#### Reading text
This blog post is adapted from a talk given by Amy Unger at RailsConf 2018 titled "Knobs, buttons & switches: Operating your application at scale."
We've all seen applications that keel over when a single, upstream service goes down. Despite our best intentions, sometimes an unexpected outage has us scrambling to make repairs. In this blog post, we'll take a look at some tools you can integrate into your application before disaster strikes. We'll talk about seven strategies that can help you shed load, fail gracefully, and protect struggling services. We'll also talk about the technical implementations of these techniques—particularly in Ruby, though the lessons are applicable to any language!
1. Maintenance mode
Transforming your application from a live, active site into a single, downtime page is too large a hammer for many applications. However, it can also be the only choice to make when you're not certain what the actual problem is and it can also be the perfect tool for a smaller application or microservice. Therefore, it should be one of the first safeguards to build.
When you've gone into maintenance mode, your site should have a clear message with a link to a status page, so that your users know what to expect. More importantly, maintenance mode should be really easy to toggle. At Heroku, we have this implemented as an environment variable:
MAINTENANCE_MODE=on
While there are many ways to implement this mode, your implementation should be easy for your application operators to toggle whether it’s 2pm or 2am!
2. Read-only mode
For applications which modify any data, read-only mode helps preserve a minimum amount of functionality for your users and give them confidence that you haven’t lost all their information. What this looks like depends on what functions your application provides to users. Perhaps it stores data in the database, uploads files to a document store, or changes user preferences held in a cache. Once you know what your application is modifying, you can plan for what would happen if a user can't modify it.

Source data:
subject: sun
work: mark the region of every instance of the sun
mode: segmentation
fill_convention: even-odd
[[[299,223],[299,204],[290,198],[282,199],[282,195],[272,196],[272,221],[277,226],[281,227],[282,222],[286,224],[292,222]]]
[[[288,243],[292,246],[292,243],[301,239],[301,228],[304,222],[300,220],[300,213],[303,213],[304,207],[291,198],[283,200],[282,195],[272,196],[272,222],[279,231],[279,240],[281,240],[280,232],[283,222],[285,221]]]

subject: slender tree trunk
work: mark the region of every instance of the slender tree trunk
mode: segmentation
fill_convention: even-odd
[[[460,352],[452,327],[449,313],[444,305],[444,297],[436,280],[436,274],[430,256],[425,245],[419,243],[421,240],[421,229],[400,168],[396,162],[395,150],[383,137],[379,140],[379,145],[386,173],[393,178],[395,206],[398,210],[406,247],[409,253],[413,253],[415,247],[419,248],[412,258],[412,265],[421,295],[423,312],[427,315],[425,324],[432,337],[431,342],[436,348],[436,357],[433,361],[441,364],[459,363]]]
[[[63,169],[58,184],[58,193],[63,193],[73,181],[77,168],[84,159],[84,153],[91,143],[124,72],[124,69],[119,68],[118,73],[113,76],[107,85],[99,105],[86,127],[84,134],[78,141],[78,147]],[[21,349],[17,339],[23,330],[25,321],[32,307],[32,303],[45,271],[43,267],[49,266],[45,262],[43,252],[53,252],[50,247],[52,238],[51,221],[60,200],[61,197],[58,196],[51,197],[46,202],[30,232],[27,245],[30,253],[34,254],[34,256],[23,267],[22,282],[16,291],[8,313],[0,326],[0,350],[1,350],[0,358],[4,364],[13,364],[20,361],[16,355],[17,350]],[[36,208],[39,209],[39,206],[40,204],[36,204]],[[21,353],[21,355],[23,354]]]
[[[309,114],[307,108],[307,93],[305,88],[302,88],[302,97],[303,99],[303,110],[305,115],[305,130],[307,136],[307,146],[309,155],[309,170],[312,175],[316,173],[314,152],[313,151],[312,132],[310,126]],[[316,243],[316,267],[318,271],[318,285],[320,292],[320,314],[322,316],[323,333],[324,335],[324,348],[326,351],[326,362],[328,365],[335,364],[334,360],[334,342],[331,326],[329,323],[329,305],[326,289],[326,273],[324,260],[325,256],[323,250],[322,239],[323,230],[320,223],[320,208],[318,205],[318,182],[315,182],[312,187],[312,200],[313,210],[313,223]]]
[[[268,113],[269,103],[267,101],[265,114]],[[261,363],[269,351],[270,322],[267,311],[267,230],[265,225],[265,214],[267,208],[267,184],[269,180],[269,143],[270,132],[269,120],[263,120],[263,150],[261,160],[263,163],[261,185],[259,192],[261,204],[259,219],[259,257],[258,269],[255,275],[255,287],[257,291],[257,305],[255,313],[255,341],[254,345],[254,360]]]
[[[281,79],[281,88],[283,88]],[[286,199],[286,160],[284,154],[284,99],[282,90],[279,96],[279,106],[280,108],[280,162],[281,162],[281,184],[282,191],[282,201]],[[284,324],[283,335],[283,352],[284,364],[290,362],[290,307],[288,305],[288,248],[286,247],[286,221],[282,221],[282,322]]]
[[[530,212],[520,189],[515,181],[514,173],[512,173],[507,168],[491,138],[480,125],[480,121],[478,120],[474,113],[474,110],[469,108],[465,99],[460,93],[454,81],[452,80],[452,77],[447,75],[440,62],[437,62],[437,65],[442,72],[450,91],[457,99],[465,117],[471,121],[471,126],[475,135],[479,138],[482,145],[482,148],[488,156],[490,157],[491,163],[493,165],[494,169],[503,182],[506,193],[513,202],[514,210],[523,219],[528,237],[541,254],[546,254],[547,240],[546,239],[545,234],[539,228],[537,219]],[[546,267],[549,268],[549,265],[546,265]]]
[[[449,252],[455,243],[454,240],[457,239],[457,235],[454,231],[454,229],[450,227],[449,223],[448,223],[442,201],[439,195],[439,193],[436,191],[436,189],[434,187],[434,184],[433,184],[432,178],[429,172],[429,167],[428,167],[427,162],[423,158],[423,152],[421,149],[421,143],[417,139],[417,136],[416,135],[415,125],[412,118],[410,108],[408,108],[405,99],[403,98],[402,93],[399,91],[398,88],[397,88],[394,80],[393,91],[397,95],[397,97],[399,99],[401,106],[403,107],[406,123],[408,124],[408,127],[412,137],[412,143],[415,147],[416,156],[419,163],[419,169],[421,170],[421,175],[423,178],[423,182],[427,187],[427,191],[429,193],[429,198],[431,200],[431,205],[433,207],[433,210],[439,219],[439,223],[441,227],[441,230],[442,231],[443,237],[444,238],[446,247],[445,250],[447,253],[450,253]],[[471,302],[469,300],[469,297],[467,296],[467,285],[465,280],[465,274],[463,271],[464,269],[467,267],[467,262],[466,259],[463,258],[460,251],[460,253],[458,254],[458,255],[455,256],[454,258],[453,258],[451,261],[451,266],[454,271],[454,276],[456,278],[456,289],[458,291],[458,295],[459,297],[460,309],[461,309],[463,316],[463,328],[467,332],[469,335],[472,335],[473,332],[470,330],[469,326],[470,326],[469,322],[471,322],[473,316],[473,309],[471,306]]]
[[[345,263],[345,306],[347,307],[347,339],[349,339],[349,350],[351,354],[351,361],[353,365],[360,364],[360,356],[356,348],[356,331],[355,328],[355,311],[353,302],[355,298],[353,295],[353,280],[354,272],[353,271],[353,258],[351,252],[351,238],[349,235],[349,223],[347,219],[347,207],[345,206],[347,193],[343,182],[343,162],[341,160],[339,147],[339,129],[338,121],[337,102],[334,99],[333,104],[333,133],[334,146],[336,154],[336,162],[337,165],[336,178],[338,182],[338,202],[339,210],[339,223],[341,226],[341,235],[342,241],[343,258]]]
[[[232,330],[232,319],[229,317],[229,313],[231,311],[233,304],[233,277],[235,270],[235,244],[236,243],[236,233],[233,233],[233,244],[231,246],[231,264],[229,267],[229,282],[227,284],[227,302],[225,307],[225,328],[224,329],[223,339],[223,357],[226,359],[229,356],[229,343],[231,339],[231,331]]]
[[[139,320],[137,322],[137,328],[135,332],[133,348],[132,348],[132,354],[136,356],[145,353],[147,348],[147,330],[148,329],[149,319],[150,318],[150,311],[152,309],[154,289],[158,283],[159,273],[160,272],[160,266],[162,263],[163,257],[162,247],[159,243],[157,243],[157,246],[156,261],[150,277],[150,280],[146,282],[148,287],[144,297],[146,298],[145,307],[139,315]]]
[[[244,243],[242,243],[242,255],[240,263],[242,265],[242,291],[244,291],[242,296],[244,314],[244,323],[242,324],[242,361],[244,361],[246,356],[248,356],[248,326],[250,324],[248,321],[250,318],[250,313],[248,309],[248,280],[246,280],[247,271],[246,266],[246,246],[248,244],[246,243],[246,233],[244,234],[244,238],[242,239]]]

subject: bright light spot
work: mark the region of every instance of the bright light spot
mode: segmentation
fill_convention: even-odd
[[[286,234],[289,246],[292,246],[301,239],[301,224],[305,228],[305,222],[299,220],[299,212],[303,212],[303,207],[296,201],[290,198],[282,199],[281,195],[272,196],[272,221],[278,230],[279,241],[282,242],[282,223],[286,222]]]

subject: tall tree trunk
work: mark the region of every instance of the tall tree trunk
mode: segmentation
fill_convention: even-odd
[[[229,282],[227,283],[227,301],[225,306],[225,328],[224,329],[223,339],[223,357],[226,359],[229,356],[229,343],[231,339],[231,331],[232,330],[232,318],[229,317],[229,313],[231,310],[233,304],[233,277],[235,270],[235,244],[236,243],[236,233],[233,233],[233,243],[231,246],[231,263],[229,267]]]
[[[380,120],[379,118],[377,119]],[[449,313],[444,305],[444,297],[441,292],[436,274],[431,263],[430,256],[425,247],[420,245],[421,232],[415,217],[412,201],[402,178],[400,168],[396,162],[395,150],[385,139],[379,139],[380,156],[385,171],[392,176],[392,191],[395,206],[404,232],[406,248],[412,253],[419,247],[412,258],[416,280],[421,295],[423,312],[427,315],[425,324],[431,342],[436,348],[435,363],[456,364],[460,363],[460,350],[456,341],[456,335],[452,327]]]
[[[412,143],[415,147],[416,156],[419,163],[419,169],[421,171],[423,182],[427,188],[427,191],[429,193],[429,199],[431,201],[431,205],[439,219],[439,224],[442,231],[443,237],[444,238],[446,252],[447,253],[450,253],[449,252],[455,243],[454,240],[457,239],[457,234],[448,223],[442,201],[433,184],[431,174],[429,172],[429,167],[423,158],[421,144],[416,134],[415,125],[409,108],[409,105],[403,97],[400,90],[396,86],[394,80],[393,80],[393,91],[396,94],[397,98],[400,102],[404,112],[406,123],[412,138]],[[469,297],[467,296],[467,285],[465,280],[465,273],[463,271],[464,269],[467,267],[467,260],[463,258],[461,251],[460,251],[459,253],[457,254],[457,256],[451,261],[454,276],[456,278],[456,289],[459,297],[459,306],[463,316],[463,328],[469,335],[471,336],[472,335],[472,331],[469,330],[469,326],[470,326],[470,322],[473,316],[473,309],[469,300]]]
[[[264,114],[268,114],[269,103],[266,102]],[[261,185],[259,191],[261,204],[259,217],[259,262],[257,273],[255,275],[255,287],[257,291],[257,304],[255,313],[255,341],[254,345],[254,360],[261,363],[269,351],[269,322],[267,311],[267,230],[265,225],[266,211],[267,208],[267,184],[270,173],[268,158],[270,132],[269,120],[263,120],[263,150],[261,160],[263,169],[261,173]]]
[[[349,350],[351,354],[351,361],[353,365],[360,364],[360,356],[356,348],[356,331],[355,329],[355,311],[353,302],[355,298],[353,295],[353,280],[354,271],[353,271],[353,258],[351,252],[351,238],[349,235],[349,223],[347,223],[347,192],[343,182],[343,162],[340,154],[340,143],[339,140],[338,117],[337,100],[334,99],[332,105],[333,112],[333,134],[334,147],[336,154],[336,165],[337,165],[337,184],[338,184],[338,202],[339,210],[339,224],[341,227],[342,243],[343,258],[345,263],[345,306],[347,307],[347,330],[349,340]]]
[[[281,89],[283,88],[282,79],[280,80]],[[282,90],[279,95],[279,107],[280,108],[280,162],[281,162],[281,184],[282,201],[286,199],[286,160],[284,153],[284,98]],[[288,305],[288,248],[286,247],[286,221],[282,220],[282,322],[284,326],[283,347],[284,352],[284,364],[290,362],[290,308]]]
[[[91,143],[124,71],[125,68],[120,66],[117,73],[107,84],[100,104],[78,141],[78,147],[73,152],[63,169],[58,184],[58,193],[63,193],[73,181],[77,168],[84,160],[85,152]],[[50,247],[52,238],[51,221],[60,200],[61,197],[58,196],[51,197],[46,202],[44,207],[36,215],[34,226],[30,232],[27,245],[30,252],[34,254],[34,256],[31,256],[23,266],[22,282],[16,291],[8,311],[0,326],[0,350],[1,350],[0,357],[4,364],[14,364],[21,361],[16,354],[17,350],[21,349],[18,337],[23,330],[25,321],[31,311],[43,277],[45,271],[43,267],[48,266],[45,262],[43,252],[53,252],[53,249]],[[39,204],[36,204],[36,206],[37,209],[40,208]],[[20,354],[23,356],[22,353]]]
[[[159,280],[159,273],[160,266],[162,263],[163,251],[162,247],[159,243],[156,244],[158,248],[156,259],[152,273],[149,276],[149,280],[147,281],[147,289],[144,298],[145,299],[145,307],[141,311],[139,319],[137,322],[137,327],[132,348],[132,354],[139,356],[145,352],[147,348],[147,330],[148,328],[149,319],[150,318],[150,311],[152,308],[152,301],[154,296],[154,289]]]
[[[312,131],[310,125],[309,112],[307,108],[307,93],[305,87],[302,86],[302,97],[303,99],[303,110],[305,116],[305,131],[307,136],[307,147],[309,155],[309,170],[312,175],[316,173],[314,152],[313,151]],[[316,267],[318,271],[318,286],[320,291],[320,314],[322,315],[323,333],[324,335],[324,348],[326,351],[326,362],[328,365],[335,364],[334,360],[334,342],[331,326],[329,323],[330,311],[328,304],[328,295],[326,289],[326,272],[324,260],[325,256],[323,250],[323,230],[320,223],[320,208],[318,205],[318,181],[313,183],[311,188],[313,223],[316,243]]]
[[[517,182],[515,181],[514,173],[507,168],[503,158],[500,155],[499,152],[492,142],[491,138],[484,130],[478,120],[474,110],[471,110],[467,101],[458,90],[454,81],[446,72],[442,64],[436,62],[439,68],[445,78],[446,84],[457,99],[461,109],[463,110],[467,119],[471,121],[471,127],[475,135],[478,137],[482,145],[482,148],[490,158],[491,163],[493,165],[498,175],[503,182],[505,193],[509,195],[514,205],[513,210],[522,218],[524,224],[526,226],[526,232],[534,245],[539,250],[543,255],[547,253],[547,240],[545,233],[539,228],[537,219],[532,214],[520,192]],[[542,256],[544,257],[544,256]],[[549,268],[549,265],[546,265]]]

#### Instruction
Copy the blog post on operating applications at scale word for word, everything from "This blog post is" down to "to any language!".

#### Task response
This blog post is adapted from a talk given by Amy Unger at RailsConf 2018 titled "Knobs, buttons & switches: Operating your application at scale."
We've all seen applications that keel over when a single, upstream service goes down. Despite our best intentions, sometimes an unexpected outage has us scrambling to make repairs. In this blog post, we'll take a look at some tools you can integrate into your application before disaster strikes. We'll talk about seven strategies that can help you shed load, fail gracefully, and protect struggling services. We'll also talk about the technical implementations of these techniques—particularly in Ruby, though the lessons are applicable to any language!